Alıştırmanın istediği => Listenin başından "# an instance" geçen satıra kadar, o satır da dahil olmak üzere, satırları hiç değiştirmeden yazdırır mısın?

━━ Çalışma verisi ━━

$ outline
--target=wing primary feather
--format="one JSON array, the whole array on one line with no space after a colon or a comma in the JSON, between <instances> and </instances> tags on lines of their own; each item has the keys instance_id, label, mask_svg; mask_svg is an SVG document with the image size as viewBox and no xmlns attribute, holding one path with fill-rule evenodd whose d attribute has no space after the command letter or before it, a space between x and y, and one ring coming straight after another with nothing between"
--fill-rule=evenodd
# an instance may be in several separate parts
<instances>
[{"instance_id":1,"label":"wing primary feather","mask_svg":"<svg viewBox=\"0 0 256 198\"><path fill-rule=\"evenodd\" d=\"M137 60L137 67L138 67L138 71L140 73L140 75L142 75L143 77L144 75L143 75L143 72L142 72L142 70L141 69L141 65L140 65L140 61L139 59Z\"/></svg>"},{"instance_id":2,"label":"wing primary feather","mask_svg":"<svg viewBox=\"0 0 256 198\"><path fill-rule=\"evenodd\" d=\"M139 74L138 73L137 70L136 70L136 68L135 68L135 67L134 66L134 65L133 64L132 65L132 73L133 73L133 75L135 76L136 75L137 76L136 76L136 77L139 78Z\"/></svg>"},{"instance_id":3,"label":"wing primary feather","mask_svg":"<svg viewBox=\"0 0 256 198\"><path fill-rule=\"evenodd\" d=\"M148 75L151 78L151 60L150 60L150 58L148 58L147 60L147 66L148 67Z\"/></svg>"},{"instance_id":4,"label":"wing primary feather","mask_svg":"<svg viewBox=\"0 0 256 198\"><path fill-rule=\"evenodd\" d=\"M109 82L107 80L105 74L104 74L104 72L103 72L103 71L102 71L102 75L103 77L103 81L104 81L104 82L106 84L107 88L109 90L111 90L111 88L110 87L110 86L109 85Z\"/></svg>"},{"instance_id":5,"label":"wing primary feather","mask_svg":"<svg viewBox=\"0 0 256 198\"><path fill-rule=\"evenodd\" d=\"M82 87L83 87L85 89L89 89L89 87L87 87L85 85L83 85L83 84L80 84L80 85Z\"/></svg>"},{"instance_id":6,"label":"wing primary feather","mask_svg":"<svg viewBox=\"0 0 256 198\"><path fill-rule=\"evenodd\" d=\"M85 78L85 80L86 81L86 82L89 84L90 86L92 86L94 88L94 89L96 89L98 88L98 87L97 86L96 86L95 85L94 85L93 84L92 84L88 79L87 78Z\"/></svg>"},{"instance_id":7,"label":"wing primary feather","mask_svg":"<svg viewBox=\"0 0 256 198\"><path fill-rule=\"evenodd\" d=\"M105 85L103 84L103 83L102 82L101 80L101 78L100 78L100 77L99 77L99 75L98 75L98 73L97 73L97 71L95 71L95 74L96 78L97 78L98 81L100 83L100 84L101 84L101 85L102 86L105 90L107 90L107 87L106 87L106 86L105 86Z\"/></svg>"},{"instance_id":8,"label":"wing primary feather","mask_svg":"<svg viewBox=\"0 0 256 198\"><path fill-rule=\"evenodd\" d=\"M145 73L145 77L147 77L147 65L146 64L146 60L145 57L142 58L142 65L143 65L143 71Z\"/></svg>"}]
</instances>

━━━

Tamamlanan görev =>
$ outline
--target=wing primary feather
--format="one JSON array, the whole array on one line with no space after a colon or a comma in the JSON, between <instances> and </instances> tags on lines of their own; each item has the keys instance_id, label, mask_svg; mask_svg is an SVG document with the image size as viewBox and no xmlns attribute, holding one path with fill-rule evenodd whose d attribute has no space after the command letter or before it, a space between x and y, and one ring coming straight after another with nothing between"
--fill-rule=evenodd
# an instance may be in several separate parts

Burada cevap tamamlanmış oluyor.